Return word for word everything in the data below, from the line containing "query: stone wall" down to the line containing "[622,51,1344,896]", including both of those lines.
============================================================
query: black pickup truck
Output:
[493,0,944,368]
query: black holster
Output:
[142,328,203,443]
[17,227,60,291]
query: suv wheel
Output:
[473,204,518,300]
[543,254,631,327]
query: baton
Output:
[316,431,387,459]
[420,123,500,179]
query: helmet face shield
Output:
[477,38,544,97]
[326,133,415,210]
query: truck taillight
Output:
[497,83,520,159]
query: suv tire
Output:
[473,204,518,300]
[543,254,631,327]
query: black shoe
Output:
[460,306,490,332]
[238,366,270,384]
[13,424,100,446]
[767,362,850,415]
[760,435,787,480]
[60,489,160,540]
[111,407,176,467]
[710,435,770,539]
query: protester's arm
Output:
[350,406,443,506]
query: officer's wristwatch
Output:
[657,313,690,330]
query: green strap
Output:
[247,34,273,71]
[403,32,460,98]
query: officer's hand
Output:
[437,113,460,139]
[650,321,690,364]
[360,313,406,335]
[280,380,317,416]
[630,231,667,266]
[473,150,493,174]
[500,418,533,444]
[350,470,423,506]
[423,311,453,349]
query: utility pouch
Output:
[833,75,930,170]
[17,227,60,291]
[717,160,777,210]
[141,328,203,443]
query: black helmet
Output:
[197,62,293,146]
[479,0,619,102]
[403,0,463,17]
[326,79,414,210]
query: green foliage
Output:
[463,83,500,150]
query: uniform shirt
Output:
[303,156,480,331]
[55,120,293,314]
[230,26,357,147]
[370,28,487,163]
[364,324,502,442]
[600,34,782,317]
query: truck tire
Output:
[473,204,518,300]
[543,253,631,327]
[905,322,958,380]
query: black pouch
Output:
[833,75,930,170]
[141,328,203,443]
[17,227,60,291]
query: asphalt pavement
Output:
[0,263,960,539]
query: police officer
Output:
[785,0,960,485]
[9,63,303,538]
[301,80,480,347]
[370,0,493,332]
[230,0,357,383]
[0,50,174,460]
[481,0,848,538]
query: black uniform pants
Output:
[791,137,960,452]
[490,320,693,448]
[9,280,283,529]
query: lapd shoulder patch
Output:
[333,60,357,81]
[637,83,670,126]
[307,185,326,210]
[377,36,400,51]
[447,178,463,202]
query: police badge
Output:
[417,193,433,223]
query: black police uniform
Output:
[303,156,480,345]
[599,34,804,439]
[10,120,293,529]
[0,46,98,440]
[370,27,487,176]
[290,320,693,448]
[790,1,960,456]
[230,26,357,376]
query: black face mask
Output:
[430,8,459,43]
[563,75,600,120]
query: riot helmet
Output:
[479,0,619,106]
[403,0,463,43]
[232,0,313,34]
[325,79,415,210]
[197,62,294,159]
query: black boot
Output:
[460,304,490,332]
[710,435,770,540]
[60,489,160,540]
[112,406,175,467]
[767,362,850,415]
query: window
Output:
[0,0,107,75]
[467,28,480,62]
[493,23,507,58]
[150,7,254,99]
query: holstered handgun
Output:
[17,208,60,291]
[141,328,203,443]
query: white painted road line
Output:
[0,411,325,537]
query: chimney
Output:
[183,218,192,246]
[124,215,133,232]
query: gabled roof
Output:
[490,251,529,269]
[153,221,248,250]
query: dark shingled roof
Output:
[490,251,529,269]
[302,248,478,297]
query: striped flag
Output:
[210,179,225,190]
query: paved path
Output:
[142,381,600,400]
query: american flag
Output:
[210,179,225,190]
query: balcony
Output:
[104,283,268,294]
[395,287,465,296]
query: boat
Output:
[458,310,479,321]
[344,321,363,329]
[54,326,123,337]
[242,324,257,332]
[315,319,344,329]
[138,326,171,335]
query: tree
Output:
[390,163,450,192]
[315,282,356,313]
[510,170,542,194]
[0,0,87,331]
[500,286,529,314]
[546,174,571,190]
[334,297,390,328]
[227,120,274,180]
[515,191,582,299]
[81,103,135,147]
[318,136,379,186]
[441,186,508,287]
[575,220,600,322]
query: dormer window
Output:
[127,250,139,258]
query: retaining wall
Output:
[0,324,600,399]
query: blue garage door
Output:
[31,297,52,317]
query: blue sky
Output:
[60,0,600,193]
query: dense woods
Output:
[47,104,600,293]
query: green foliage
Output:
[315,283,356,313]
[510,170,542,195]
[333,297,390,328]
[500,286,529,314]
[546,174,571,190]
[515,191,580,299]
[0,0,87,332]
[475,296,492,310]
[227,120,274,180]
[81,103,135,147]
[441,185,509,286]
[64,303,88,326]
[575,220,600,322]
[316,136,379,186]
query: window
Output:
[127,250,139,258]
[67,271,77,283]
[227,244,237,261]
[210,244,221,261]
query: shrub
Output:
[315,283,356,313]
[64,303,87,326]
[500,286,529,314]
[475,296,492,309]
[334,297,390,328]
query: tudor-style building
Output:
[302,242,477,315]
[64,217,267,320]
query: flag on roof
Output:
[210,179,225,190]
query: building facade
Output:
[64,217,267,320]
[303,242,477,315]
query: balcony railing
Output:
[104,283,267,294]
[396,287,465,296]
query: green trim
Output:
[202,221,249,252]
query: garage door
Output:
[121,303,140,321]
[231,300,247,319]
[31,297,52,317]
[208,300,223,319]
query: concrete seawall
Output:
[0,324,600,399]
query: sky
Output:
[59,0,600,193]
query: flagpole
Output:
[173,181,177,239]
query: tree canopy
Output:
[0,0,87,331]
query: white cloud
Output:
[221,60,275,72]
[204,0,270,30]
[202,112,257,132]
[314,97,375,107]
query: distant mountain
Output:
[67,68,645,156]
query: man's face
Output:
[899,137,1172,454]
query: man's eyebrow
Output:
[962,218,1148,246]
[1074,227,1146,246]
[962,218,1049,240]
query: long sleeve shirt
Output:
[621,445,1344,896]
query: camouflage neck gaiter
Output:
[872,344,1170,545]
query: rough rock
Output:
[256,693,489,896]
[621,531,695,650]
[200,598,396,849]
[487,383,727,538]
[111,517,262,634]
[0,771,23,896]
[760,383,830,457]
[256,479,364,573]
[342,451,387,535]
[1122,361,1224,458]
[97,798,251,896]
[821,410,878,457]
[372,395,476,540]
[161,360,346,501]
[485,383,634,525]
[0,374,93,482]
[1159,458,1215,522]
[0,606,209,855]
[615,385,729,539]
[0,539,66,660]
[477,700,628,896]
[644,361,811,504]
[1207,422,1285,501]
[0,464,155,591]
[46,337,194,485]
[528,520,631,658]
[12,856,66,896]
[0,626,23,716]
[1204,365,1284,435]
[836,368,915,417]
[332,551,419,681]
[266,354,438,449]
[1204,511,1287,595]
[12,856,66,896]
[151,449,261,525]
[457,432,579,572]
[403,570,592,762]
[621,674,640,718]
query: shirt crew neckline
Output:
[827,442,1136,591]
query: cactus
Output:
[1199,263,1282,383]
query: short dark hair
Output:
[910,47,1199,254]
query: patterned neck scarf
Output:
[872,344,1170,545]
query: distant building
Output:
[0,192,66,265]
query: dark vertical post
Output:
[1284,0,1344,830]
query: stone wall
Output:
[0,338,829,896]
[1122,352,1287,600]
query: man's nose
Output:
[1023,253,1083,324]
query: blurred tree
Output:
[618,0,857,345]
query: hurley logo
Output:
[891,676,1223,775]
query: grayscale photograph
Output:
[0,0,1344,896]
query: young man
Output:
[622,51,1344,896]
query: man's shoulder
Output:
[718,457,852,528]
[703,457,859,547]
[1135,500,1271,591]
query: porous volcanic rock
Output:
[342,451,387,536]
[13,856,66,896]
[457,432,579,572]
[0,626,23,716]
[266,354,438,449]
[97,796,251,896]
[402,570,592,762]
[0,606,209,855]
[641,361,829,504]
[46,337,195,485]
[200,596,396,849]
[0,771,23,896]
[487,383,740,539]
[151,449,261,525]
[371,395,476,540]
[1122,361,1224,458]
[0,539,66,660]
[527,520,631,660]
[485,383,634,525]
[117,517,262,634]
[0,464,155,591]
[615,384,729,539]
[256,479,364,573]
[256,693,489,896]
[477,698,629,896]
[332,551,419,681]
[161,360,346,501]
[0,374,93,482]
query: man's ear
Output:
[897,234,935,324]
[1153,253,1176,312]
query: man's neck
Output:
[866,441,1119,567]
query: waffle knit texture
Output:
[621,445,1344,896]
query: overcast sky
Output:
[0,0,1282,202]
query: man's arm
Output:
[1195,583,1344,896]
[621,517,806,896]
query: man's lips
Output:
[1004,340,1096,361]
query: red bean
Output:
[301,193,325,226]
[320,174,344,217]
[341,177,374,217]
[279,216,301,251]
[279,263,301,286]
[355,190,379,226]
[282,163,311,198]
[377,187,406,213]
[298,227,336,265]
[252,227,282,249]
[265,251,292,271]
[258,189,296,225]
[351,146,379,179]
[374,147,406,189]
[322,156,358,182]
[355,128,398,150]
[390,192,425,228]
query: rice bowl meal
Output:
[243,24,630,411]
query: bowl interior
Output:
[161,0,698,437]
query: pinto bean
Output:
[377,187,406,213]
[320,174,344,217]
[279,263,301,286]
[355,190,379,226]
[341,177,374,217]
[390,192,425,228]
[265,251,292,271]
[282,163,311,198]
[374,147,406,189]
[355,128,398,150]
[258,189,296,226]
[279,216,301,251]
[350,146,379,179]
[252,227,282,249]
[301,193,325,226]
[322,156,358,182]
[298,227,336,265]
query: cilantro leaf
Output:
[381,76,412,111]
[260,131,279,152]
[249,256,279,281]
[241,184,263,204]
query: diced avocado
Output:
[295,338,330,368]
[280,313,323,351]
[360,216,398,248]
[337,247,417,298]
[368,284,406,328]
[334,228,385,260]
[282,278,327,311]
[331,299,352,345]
============================================================
• [Task response]
query: stone wall
Output:
[0,338,829,896]
[1122,352,1287,600]
query: man's nose
Output:
[1023,253,1083,324]
query: blurred tree
Output:
[618,0,857,345]
query: hurley logo
Output:
[891,676,1223,775]
query: grayscale photograph
Output:
[0,0,1344,896]
query: young man
Output:
[622,51,1344,896]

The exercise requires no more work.